# start of Text provided
Five-Phase Indexing Pipeline

Description

Implement the multi-phase indexing pipeline that breaks filesystem discovery and processing into atomic, resumable stages. The ephemeral engine runs only Phase 1 (Discovery), while the persistent engine runs all five phases with full database writes and content analysis.

Phase Architecture

Phase 1: Discovery

Used by: Ephemeral & Persistent

Parallel filesystem walk optimized for raw speed:

Work-Stealing Parallelism: Multiple threads scan concurrently, communicating via channels
Rules Engine Integration: IndexerRuler filters at discovery edge (.git, node_modules, .gitignore)
Lightweight Output: Stream of DirEntry objects
Progress Tracking: Measured by directories discovered
Batching: Collects 1,000 entries before moving to processing

Implementation: core/src/ops/indexing/phases/discovery.rs

Phase 2: Processing

Used by: Persistent Only

Converts discovered entries into database records:

Topology Sorting: Entries sorted by depth (parents before children)
# end of Text provided
## Written instruction a
Answer these questions from the five-phase indexing pipeline text, one answer per line, marked the same way:
(i) Which phase or phases does the ephemeral engine run?
(ii) How many entries does Discovery collect before moving to processing?
(iii) What file holds the Discovery implementation?
# start of Extracted entries
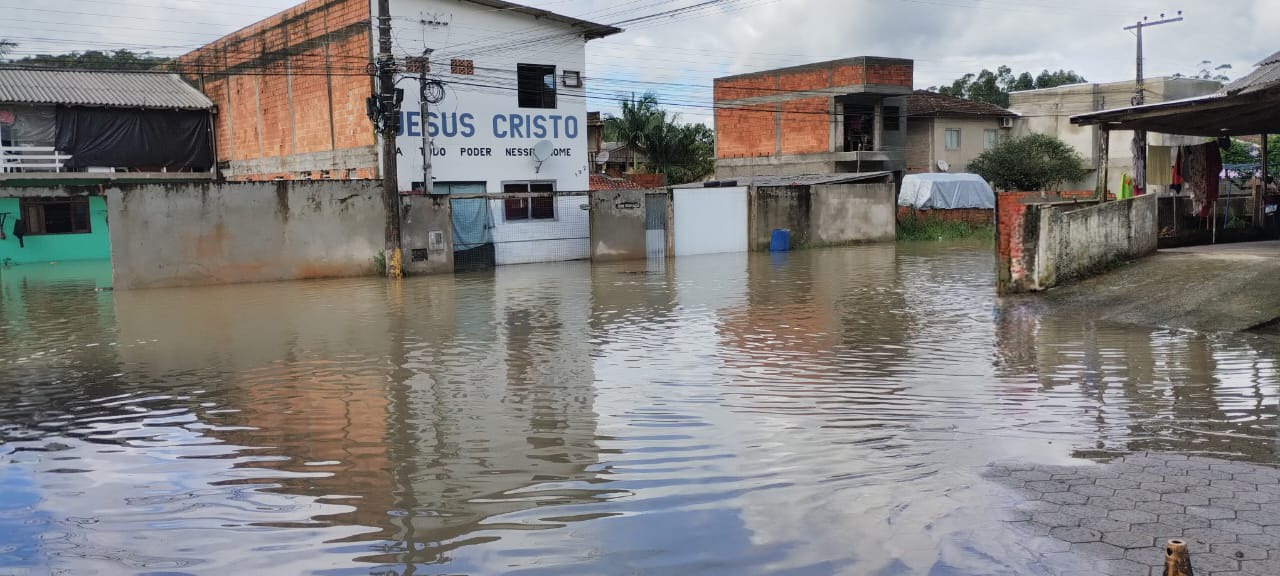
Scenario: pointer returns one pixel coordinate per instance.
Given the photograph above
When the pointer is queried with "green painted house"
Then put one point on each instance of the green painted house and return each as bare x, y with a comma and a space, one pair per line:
65, 133
69, 228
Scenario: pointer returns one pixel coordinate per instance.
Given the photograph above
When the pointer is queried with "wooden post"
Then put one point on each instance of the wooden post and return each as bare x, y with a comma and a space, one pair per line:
1104, 163
1258, 193
1178, 561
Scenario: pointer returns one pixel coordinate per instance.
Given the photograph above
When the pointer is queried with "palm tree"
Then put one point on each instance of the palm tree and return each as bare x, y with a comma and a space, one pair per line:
638, 119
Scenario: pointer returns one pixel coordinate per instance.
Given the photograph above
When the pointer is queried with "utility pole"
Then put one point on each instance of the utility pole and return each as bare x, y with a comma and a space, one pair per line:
1139, 137
424, 103
388, 104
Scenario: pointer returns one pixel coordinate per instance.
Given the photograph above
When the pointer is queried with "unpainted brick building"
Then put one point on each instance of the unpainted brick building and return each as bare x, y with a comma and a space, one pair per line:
831, 117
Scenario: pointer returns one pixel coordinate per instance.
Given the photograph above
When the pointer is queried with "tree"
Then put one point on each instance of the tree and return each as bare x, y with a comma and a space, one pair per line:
993, 87
96, 59
1031, 163
1207, 71
684, 152
638, 119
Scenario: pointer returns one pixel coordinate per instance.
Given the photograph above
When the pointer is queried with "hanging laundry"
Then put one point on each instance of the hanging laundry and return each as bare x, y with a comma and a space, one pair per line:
1178, 181
1193, 170
1212, 174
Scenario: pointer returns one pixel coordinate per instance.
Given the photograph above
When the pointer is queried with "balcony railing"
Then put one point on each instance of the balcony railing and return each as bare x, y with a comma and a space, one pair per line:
31, 159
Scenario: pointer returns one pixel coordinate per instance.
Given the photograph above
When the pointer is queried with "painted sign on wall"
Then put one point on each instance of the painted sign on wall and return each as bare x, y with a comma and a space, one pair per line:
487, 138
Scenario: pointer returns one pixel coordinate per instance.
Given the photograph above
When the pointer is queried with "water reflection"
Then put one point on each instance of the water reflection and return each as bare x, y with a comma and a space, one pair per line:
814, 412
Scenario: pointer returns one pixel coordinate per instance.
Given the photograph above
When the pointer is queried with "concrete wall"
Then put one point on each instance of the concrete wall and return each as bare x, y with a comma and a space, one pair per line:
1045, 245
617, 224
54, 247
182, 234
823, 215
424, 216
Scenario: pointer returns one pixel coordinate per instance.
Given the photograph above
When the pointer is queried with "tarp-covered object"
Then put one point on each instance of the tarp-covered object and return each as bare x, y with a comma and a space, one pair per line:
174, 140
946, 192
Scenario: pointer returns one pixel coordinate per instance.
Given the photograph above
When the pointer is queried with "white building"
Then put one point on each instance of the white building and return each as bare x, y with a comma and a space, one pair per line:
513, 85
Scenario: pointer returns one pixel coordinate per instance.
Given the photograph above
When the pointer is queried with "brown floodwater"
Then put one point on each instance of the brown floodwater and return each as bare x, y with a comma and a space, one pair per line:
817, 412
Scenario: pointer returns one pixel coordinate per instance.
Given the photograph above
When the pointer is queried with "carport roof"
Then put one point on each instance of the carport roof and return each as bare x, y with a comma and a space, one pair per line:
1249, 105
72, 87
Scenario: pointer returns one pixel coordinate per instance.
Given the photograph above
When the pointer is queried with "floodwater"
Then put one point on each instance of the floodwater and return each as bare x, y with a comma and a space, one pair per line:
816, 412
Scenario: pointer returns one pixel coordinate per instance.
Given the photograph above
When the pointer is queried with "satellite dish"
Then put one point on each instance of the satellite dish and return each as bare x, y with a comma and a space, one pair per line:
542, 151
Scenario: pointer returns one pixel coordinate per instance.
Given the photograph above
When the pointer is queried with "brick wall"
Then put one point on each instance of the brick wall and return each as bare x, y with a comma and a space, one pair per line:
745, 131
807, 126
752, 108
291, 92
1011, 250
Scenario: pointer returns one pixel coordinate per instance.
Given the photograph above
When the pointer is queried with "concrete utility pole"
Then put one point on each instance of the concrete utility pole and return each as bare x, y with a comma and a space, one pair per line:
1139, 137
424, 108
388, 100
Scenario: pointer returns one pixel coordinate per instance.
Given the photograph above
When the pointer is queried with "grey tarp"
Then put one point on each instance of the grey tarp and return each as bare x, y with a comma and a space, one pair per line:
946, 192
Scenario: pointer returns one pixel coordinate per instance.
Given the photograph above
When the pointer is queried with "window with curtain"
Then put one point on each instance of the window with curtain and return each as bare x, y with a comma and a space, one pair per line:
538, 208
952, 138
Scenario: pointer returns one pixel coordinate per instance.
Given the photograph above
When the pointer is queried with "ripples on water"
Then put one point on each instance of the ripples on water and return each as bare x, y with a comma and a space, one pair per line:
816, 412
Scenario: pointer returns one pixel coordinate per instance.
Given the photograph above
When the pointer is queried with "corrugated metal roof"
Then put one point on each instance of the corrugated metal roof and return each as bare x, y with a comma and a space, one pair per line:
590, 30
1265, 76
100, 88
922, 103
800, 179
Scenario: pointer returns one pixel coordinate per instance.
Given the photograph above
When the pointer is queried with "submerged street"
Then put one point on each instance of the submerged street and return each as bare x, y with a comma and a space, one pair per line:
867, 411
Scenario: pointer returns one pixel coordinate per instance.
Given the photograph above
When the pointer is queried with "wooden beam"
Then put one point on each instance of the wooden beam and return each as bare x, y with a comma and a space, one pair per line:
1104, 168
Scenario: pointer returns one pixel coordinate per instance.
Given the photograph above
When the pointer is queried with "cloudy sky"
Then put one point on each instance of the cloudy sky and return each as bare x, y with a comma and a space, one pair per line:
677, 56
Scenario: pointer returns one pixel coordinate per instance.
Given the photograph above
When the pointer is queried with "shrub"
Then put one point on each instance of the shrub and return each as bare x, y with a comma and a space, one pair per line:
1032, 163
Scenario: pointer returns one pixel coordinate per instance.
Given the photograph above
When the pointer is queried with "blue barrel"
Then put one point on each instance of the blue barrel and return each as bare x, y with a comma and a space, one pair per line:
781, 241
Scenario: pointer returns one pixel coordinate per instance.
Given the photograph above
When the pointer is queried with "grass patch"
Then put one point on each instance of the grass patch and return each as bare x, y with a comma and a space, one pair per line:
936, 231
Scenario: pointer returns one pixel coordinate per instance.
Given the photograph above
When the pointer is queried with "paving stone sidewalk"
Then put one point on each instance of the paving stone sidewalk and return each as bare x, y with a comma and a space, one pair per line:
1115, 519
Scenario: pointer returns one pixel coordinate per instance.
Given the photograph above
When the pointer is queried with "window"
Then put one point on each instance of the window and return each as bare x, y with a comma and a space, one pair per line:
990, 137
892, 118
539, 208
952, 138
535, 85
55, 215
859, 127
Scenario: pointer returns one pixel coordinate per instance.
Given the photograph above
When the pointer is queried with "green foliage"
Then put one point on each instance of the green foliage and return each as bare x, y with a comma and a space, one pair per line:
1032, 163
936, 231
684, 152
96, 59
1208, 71
993, 87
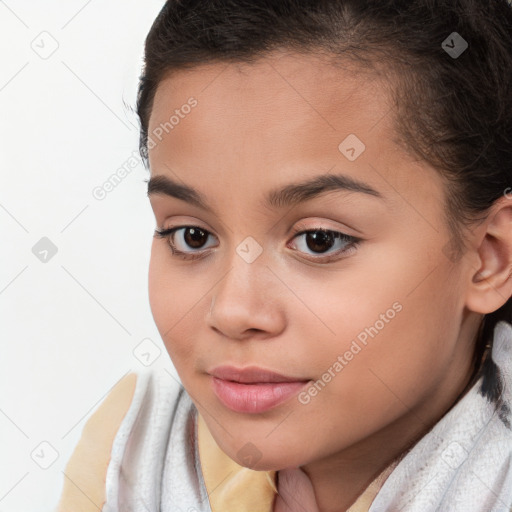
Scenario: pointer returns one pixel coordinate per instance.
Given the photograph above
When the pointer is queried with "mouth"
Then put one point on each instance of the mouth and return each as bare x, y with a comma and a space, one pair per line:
253, 389
251, 375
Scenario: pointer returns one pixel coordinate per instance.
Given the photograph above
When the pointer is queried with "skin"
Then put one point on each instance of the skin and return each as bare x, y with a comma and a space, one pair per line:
261, 126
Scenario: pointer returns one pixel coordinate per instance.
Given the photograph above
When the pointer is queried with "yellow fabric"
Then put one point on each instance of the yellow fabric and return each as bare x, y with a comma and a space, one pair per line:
86, 470
231, 487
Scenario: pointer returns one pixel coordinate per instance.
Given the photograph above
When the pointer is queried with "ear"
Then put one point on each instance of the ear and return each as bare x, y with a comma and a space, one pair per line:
491, 282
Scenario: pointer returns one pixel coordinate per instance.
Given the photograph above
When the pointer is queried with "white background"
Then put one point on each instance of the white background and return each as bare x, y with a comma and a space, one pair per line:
70, 324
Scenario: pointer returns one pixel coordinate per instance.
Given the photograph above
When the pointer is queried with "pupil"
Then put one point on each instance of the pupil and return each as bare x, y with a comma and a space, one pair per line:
194, 238
318, 239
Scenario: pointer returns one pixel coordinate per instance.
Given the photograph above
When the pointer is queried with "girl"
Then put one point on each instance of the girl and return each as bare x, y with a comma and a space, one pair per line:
331, 271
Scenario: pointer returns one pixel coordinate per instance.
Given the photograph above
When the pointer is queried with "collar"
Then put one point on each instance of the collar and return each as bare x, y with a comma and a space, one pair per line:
235, 488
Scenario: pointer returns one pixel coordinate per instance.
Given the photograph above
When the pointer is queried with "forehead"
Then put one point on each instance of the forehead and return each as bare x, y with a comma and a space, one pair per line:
279, 119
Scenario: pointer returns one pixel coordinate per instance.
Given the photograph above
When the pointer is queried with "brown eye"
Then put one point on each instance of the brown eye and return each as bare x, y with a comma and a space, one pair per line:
319, 241
183, 244
195, 237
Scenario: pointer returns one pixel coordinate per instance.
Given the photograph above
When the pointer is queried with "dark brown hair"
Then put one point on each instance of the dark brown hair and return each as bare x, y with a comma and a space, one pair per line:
453, 111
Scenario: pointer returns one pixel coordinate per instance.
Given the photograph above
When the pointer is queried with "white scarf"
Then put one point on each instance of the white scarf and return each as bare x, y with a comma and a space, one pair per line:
463, 464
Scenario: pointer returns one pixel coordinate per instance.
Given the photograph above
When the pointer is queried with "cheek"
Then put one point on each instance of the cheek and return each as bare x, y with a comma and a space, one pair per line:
176, 305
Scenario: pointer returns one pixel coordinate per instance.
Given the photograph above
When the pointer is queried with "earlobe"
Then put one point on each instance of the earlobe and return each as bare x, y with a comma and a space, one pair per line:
491, 284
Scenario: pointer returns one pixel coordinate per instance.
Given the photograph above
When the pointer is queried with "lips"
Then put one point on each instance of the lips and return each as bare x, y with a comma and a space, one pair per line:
253, 389
251, 374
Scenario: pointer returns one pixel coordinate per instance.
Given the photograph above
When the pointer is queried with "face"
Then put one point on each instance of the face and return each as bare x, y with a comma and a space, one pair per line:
350, 290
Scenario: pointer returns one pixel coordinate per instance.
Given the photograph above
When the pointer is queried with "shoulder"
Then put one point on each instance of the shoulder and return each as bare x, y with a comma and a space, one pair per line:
129, 407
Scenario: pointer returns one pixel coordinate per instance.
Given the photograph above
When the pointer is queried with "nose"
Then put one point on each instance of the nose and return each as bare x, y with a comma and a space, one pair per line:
246, 301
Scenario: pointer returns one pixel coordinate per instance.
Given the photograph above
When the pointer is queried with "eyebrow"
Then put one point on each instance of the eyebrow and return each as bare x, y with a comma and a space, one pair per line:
286, 196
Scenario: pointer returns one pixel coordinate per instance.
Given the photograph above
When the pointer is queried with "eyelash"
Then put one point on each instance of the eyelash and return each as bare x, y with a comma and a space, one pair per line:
353, 242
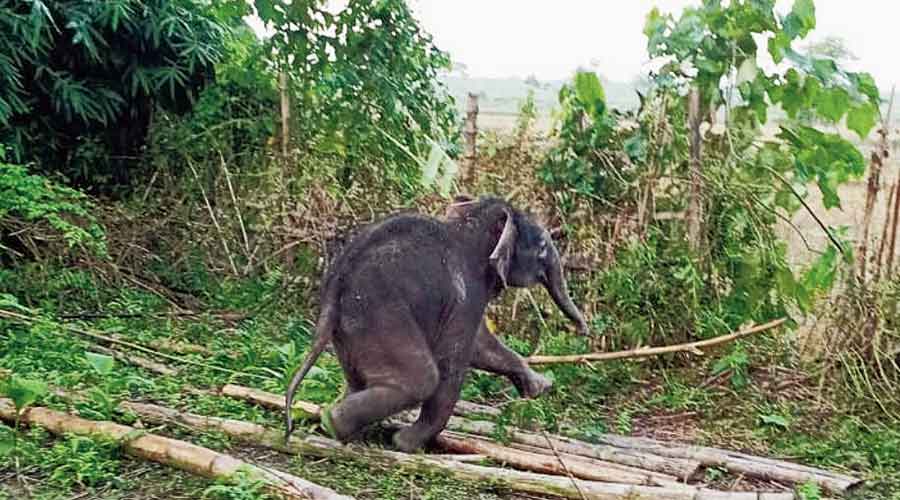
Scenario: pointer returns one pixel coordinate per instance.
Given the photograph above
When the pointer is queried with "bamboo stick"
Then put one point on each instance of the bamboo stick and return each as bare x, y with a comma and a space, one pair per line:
767, 468
642, 352
526, 482
172, 452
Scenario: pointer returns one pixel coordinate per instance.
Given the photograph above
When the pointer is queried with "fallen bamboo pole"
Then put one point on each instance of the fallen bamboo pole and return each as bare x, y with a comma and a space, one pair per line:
679, 468
172, 452
526, 482
311, 411
548, 464
767, 468
643, 352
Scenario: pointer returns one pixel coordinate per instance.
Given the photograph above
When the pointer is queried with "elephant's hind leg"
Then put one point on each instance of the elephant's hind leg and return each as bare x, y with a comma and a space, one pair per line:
396, 370
434, 414
492, 356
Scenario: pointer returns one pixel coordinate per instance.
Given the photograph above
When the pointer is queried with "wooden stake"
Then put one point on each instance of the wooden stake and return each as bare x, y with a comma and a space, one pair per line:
285, 113
695, 202
471, 135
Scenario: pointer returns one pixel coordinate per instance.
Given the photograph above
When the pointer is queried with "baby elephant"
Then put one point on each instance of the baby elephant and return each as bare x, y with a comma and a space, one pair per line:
404, 305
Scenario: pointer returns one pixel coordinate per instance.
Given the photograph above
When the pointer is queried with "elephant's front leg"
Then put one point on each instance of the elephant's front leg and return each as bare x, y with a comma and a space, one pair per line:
492, 356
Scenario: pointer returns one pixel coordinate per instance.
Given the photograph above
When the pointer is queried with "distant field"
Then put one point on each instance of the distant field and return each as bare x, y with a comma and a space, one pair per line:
500, 114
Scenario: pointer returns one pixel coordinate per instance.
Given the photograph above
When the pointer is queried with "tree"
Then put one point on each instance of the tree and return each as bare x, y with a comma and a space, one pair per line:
78, 76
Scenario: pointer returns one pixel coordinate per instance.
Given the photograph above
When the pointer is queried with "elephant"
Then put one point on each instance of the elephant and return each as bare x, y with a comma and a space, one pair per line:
403, 305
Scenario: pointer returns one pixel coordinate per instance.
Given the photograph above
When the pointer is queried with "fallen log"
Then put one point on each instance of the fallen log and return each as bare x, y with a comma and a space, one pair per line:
172, 452
643, 352
679, 468
657, 478
548, 464
766, 468
513, 480
312, 411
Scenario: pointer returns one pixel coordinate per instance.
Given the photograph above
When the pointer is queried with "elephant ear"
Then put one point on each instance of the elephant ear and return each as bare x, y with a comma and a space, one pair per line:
501, 257
460, 207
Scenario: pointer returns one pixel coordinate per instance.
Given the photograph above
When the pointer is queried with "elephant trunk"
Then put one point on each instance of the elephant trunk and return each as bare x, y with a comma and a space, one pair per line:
555, 283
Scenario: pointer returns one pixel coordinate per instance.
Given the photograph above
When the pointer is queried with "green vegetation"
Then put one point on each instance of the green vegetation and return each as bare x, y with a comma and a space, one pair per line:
217, 235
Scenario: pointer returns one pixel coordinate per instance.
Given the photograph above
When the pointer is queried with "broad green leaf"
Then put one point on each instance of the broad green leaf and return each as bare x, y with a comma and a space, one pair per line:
748, 70
101, 363
833, 103
777, 46
23, 391
866, 85
7, 445
862, 118
590, 92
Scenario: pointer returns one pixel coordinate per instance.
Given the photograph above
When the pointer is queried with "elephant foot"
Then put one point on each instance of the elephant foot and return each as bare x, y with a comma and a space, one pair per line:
534, 384
332, 425
409, 439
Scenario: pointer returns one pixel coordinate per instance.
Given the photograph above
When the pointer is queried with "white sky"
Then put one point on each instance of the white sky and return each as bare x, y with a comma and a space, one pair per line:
549, 39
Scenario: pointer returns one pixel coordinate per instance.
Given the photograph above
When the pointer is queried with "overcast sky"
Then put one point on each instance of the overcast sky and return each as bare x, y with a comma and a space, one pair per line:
549, 39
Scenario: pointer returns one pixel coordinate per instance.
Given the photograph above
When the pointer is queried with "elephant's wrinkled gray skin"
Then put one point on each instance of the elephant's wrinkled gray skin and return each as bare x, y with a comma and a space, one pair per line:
404, 305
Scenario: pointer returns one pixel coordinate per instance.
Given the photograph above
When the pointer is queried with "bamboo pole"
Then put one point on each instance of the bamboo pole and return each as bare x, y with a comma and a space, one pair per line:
641, 352
520, 481
471, 135
172, 452
766, 468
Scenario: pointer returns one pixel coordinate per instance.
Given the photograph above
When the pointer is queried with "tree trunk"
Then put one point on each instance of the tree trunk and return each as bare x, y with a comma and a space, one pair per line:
172, 452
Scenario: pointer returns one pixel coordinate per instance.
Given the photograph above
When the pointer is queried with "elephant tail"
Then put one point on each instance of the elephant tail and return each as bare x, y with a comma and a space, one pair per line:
325, 326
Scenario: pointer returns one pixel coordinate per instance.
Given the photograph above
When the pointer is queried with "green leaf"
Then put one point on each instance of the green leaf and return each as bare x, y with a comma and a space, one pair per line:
101, 363
861, 119
590, 92
748, 70
776, 420
7, 445
23, 391
833, 103
777, 46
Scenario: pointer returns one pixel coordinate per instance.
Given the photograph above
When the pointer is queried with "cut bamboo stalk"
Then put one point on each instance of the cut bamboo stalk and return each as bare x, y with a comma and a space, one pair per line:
546, 464
172, 452
679, 468
526, 482
767, 468
311, 411
655, 478
642, 352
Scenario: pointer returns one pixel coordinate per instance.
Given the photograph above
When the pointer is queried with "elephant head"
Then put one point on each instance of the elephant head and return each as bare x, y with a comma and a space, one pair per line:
524, 254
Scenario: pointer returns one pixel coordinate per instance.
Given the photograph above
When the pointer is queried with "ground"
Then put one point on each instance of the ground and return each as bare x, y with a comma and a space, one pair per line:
771, 405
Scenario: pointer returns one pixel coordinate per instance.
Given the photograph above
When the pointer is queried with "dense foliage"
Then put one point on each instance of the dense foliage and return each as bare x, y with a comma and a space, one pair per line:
366, 86
81, 80
638, 163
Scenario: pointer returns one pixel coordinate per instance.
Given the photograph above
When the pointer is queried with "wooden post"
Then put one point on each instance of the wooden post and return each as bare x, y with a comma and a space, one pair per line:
695, 202
471, 134
879, 156
285, 112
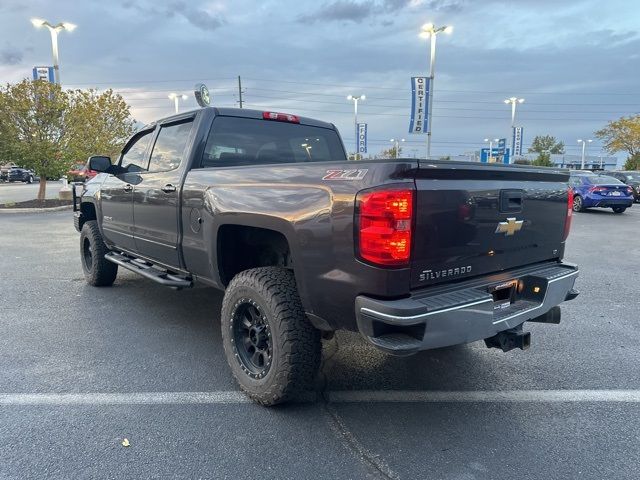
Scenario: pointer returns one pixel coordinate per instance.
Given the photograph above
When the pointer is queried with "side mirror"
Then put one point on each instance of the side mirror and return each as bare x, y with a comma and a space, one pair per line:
99, 163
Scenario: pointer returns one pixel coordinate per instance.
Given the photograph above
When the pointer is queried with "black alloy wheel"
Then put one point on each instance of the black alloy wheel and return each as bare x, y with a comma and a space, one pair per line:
251, 338
87, 254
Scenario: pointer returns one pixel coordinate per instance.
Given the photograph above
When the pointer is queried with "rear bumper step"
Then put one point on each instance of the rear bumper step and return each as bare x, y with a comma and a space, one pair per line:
152, 272
467, 312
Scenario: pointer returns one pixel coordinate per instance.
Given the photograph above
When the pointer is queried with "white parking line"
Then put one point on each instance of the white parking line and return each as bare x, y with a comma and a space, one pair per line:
356, 396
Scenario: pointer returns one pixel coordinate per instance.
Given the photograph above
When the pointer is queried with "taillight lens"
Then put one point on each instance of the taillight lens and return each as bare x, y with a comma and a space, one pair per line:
567, 221
383, 226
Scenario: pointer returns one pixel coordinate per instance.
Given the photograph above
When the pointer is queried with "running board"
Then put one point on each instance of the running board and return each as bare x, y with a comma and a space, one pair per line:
150, 271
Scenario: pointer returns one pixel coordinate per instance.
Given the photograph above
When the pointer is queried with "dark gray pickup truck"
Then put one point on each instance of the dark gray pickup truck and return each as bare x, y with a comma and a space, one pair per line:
413, 254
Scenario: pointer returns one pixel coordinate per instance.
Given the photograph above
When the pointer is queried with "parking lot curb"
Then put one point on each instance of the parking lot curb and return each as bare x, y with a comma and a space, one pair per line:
35, 210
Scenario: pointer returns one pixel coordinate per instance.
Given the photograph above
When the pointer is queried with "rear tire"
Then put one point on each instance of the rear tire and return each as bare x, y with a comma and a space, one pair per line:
578, 204
98, 271
272, 348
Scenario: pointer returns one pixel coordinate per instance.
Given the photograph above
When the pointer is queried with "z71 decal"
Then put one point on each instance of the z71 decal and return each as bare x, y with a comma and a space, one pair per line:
345, 174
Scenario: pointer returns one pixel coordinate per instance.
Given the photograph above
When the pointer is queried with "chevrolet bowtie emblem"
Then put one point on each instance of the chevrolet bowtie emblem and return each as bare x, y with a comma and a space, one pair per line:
509, 227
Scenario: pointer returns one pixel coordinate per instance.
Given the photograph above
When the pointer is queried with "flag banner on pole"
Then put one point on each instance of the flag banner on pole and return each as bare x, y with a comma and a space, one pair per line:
517, 141
419, 104
502, 145
43, 73
362, 137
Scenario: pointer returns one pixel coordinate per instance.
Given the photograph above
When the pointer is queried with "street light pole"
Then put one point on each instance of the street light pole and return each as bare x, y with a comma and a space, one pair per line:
355, 117
396, 144
429, 30
584, 147
513, 101
490, 154
54, 30
175, 97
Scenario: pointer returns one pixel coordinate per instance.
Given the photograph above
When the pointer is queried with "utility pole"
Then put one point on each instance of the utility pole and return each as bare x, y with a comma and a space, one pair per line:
584, 148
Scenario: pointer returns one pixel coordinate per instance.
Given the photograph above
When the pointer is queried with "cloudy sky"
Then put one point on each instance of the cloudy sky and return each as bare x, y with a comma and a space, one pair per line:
576, 62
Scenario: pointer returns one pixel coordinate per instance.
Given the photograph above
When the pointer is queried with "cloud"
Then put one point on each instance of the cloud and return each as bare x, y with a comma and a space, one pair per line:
10, 56
340, 10
197, 17
353, 11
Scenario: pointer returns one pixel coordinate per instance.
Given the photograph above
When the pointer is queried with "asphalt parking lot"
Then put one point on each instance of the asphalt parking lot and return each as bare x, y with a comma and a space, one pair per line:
82, 368
21, 192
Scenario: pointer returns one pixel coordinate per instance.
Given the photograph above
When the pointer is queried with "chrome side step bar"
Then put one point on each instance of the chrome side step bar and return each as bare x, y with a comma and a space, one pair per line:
150, 271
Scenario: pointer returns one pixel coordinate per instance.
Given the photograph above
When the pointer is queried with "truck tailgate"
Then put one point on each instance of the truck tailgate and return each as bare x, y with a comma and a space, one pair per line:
474, 219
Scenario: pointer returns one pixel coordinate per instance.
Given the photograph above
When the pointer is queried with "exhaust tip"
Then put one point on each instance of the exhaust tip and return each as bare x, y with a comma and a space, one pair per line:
510, 339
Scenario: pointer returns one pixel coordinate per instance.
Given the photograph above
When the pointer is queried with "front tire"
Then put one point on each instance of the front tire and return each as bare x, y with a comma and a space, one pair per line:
98, 271
578, 204
272, 348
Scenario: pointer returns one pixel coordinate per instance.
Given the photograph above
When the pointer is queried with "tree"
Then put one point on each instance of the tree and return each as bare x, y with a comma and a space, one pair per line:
622, 135
391, 152
546, 144
32, 126
98, 124
47, 129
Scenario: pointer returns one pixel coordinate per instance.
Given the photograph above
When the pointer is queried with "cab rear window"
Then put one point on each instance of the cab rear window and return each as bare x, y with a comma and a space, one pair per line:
236, 141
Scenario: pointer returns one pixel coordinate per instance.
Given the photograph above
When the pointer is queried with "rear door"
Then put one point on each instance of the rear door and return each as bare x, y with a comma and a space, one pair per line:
156, 197
476, 220
116, 193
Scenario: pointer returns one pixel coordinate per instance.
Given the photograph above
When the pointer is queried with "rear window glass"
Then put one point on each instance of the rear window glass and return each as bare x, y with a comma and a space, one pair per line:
601, 180
249, 141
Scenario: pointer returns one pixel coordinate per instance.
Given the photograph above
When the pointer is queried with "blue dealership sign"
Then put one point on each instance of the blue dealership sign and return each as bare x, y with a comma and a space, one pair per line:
502, 145
419, 104
43, 73
496, 156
# end of Extracted entries
## Written instruction b
Filter the rows above, copying every line that contains the string "banner".

## Exercise solution a
(i) Only Phase 1 (Discovery).
(ii) 1,000 entries.
(iii) core/src/ops/indexing/phases/discovery.rs

## Exercise solution b
When the pointer is queried with "flag banner on pole"
Then put one point on each instance of the flag banner on pole and return each as bare x, y with a comma and a space, one pair per line:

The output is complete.